» **Task goal**
Scale everything from the line containing "Give the outline of every instance of the green" down to the line containing "284), (703, 281)]]", both ends included, by copying every line in full and multiplying each coordinate in the answer outlines by 2.4. Round the results to whole numbers with halves going up, and leave the wording of the entries unchanged.

» **Provided records**

§ §

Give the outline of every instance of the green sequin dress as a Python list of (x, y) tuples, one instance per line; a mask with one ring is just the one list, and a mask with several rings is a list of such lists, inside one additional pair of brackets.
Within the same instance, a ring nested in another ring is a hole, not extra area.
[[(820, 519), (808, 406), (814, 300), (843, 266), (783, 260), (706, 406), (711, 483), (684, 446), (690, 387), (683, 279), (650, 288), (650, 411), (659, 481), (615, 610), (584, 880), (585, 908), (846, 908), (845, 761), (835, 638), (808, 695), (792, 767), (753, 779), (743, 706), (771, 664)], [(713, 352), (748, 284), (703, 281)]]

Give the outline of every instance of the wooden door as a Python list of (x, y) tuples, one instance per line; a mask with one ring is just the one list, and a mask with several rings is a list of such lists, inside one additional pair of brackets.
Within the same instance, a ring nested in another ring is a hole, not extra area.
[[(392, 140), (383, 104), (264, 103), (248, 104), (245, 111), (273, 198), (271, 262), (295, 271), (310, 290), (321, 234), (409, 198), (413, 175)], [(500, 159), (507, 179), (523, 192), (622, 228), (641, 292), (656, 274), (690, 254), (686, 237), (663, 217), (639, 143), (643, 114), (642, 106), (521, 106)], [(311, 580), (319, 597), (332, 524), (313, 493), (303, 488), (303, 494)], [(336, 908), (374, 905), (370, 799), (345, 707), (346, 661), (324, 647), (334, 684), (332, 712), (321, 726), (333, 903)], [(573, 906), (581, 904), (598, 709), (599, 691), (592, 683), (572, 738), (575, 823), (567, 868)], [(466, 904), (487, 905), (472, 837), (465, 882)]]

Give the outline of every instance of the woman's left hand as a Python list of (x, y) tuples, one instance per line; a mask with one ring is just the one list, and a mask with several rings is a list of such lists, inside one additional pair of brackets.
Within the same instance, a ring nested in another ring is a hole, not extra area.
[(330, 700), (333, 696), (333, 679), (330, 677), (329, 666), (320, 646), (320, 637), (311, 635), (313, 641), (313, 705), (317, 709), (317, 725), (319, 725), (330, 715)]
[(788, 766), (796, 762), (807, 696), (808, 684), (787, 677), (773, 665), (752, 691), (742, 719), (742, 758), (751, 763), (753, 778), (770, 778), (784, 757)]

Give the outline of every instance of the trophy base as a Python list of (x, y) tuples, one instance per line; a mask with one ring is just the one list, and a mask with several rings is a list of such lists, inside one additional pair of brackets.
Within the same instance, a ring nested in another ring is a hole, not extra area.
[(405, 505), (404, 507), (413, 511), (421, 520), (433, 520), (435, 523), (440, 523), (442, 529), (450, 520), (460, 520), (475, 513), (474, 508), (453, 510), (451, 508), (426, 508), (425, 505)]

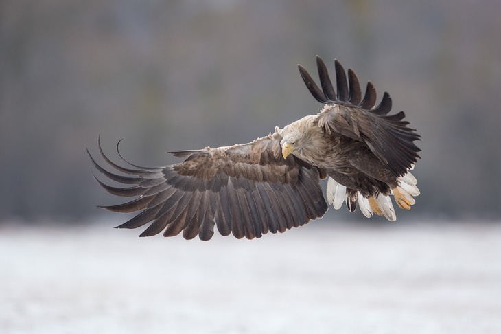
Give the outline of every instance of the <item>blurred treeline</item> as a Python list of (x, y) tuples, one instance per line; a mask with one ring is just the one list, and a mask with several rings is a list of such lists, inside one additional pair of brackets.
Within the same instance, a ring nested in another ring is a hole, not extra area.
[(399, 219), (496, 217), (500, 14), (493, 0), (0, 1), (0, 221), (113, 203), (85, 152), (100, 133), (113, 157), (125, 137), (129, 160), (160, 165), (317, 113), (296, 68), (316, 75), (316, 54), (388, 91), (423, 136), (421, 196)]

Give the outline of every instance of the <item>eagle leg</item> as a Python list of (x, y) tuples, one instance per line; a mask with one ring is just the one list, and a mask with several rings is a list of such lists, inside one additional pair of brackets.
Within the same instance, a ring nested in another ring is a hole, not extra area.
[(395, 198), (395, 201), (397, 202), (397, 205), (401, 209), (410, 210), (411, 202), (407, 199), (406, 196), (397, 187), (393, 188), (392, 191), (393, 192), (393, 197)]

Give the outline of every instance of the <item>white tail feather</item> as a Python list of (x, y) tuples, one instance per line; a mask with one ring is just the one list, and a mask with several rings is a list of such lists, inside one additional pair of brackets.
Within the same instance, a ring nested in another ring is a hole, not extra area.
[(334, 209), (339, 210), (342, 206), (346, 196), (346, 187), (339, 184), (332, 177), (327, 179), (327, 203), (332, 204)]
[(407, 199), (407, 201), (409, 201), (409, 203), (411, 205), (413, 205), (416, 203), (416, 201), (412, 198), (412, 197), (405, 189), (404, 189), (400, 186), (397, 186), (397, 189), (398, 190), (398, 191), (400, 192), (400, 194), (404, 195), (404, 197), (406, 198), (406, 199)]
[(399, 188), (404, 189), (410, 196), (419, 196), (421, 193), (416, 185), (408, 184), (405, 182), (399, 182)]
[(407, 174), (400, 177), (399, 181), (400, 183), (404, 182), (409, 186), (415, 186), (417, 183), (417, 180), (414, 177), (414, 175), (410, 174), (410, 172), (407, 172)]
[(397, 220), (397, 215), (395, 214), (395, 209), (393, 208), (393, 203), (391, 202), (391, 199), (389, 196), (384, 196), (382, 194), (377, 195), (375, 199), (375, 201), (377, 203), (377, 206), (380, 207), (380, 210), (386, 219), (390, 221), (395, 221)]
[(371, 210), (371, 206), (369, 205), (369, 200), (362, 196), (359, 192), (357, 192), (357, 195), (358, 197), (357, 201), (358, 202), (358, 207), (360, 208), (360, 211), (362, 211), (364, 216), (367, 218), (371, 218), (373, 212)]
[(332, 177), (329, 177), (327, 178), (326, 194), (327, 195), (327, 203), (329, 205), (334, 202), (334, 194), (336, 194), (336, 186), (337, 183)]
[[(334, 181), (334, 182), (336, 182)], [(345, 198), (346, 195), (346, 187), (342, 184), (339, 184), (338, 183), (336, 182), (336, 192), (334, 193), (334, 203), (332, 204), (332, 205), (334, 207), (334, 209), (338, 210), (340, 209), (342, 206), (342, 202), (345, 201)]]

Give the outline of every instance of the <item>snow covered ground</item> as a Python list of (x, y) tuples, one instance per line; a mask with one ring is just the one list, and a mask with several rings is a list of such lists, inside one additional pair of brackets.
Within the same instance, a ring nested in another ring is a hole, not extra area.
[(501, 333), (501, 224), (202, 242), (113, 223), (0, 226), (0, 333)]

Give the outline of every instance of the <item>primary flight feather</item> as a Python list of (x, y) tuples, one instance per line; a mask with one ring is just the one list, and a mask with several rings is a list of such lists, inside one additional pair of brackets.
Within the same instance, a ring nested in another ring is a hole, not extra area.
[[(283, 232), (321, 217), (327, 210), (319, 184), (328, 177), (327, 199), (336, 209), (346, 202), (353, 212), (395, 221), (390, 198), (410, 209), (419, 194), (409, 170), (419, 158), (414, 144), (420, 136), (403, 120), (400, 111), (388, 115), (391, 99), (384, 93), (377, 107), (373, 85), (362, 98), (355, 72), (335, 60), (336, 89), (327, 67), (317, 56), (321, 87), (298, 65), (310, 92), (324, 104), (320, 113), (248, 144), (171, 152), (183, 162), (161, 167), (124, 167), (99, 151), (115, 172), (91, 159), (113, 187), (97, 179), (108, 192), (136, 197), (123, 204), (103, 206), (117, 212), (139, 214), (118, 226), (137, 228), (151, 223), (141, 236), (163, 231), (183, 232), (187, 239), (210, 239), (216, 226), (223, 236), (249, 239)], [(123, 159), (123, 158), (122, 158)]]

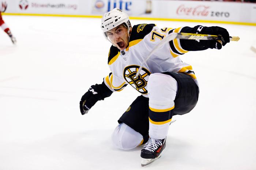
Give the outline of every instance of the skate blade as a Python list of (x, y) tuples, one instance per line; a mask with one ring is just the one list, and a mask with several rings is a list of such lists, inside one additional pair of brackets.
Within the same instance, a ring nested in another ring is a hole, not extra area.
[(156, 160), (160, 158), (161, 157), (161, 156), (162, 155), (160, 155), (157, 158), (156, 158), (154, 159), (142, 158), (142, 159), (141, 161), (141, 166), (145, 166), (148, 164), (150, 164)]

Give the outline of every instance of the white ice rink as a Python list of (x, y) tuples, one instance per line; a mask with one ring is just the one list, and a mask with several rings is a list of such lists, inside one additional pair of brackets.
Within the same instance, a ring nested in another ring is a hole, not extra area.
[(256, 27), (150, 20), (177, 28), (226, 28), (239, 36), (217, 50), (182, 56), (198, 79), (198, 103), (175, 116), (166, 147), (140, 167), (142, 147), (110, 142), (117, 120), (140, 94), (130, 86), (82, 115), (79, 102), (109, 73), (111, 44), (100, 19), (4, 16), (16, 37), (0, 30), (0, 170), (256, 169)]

§ §

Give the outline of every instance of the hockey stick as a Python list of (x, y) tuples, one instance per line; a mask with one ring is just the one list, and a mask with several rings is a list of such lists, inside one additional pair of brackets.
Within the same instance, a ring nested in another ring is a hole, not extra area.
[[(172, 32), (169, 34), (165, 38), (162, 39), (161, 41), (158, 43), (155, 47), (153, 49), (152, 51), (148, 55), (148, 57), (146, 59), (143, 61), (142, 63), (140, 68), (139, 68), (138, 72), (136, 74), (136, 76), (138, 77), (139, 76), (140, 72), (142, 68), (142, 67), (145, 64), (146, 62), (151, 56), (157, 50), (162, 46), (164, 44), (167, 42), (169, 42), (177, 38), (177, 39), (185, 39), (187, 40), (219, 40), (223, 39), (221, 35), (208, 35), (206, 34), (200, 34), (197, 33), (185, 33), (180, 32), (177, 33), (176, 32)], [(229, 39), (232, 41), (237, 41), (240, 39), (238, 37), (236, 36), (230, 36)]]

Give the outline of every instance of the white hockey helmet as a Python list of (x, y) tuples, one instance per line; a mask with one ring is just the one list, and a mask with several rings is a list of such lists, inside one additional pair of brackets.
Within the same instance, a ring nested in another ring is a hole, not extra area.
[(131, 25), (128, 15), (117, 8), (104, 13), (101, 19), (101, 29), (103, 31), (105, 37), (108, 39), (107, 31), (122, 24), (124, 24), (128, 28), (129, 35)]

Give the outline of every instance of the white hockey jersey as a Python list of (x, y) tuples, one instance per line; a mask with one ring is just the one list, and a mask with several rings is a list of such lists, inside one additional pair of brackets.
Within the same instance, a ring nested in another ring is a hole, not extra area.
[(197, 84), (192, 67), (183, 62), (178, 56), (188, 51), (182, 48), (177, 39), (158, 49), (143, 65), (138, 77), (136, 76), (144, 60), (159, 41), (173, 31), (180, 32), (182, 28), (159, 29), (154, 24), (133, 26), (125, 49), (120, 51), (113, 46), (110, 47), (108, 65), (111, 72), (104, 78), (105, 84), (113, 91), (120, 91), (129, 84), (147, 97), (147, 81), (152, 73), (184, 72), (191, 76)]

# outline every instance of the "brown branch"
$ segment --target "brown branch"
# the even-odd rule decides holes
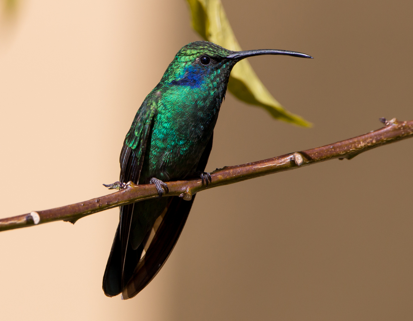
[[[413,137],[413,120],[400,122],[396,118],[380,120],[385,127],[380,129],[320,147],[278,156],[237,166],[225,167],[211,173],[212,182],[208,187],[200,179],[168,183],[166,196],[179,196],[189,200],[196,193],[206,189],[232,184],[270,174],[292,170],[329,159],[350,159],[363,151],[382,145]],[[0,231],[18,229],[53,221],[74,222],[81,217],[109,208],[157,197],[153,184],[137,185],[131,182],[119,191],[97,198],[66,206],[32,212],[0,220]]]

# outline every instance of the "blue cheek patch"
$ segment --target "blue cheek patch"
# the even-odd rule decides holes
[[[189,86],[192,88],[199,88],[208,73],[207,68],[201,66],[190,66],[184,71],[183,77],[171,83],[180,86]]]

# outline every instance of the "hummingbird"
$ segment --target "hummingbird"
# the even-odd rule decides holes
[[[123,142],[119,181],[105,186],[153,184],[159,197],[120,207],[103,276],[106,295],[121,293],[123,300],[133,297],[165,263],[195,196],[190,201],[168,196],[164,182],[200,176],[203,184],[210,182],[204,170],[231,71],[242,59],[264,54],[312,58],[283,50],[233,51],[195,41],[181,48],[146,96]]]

§ §

» **Solution to this task**
Give the outline of every instance of the green sequin dress as a Python list of (x, y) tuples, one instance per line; a mask with one ring is just the one list, and a mask with several rings is a list of such lists, inside one additional pair of brackets.
Within the same instance, a ring nested in another ring is a hole, not extra area.
[[(1968, 1246), (1939, 974), (1954, 720), (2023, 638), (1879, 624), (1694, 974), (1706, 1159), (1642, 1070), (1656, 929), (1639, 670), (1560, 691), (1560, 986), (1582, 1154), (1476, 1464), (1402, 2112), (1404, 2179), (2030, 2179), (2028, 1826), (2004, 1531), (1939, 1668), (1901, 1841), (1807, 1870), (1783, 1694), (1850, 1594)], [(1711, 845), (1795, 682), (1687, 674)]]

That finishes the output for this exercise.